_WHAT IS BEING ASKED_:
Output, word for word, the line that contains "the dog's eye?" and all lines following it to the end of the listing. Drop the pictures.

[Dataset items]
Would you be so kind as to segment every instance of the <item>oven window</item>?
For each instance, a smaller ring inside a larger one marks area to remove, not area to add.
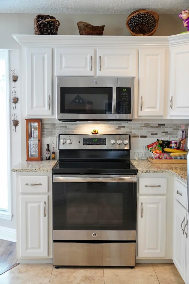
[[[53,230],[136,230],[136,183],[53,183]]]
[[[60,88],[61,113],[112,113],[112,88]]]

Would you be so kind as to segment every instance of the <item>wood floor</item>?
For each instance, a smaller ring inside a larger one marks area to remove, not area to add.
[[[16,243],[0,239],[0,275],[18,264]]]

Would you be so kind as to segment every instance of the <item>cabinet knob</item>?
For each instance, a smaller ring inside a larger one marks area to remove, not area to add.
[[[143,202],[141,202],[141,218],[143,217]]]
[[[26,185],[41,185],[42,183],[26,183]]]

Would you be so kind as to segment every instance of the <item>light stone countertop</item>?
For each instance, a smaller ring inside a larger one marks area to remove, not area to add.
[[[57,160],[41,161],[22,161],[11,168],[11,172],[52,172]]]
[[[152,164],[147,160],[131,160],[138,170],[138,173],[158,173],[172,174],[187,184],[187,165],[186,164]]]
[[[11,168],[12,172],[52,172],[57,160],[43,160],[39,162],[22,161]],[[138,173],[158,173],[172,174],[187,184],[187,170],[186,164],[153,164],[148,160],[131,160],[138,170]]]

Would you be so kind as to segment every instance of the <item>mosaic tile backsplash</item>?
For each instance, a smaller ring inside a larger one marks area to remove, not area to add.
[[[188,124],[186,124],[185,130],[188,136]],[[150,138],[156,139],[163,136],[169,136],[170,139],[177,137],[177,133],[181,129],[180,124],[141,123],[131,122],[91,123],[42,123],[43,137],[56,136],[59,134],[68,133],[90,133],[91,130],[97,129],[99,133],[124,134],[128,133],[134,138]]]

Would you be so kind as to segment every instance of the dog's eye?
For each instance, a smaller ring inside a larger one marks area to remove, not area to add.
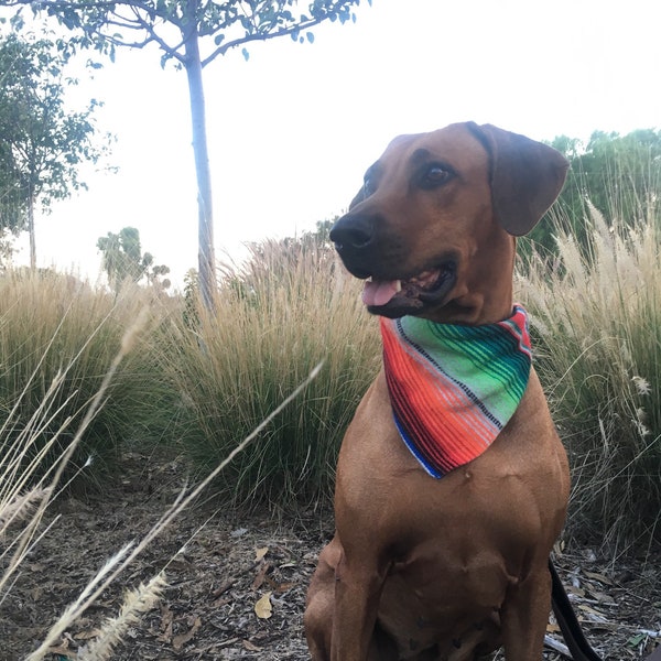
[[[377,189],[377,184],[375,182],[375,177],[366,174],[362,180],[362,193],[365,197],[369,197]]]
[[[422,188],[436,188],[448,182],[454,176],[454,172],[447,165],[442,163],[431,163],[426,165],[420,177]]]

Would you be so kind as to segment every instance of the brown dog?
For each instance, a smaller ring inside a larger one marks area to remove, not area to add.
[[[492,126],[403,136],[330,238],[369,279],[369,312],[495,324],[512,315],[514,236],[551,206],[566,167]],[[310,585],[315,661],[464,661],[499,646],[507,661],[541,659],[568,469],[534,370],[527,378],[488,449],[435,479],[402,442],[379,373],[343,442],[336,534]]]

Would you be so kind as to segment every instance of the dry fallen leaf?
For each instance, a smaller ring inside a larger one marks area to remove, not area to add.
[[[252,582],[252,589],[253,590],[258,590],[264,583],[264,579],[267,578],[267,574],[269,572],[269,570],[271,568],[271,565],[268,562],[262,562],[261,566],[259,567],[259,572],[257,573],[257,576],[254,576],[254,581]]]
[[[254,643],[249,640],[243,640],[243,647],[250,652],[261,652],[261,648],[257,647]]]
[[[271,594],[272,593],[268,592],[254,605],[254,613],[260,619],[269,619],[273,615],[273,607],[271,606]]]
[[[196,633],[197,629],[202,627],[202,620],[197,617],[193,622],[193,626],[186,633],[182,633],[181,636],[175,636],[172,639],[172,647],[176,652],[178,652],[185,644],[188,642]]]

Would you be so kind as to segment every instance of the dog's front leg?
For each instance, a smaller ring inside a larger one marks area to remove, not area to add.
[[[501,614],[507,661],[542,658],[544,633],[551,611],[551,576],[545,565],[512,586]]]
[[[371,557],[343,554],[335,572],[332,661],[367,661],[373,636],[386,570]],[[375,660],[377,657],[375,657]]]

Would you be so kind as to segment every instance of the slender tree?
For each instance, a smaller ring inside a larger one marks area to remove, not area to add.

_TASK RESPONSE_:
Would you be so kind as to segment every instance of the dog's eye?
For each instance, a smaller ring inside a larger one marks area to remove, not area to add.
[[[377,189],[377,184],[375,182],[375,177],[366,174],[362,180],[362,193],[365,197],[369,197]]]
[[[422,188],[436,188],[448,182],[454,176],[454,172],[447,165],[442,163],[431,163],[426,165],[420,177]]]

Would you be so kind as to segment every instance of the brown dog?
For each instance, a smaller ring inside a larger one marks area to remove, not area to add.
[[[492,126],[403,136],[330,238],[369,279],[369,312],[495,324],[512,315],[514,236],[551,206],[566,167]],[[310,585],[315,661],[464,661],[499,646],[507,661],[541,659],[568,469],[534,370],[527,378],[488,449],[435,479],[402,442],[379,373],[343,442],[336,534]]]

Would you be so kind as to segment every instance of the dry fallen leaf?
For each instance, a smaller ring inside a larger one marks area to remove, not area to add.
[[[252,582],[252,589],[253,590],[258,590],[264,583],[264,579],[267,578],[267,574],[269,572],[269,570],[271,568],[271,565],[268,562],[262,562],[261,566],[259,567],[259,572],[257,573],[257,576],[254,576],[254,581]]]
[[[254,643],[249,640],[243,640],[243,647],[250,652],[261,652],[261,648],[257,647]]]
[[[271,594],[272,593],[268,592],[254,605],[254,613],[260,619],[269,619],[273,615],[273,607],[271,606]]]
[[[196,633],[197,629],[202,627],[202,620],[197,617],[193,622],[193,626],[186,633],[182,633],[181,636],[175,636],[172,639],[172,647],[176,652],[178,652],[185,644],[188,642]]]

Would you be so kind as to segment every instance of the dog's front leg?
For each instance, a smaller ring inside a larger one marks area to remove, not area to add.
[[[501,614],[507,661],[542,658],[544,633],[551,611],[551,576],[545,565],[512,586]]]
[[[371,557],[343,554],[335,572],[332,661],[367,661],[373,636],[386,570]],[[375,660],[377,657],[375,657]]]

Would you be so kind as to segment every instance of the slender tree?
For each instance, a smaller ring inside a larger one marks area to remove, not area to add.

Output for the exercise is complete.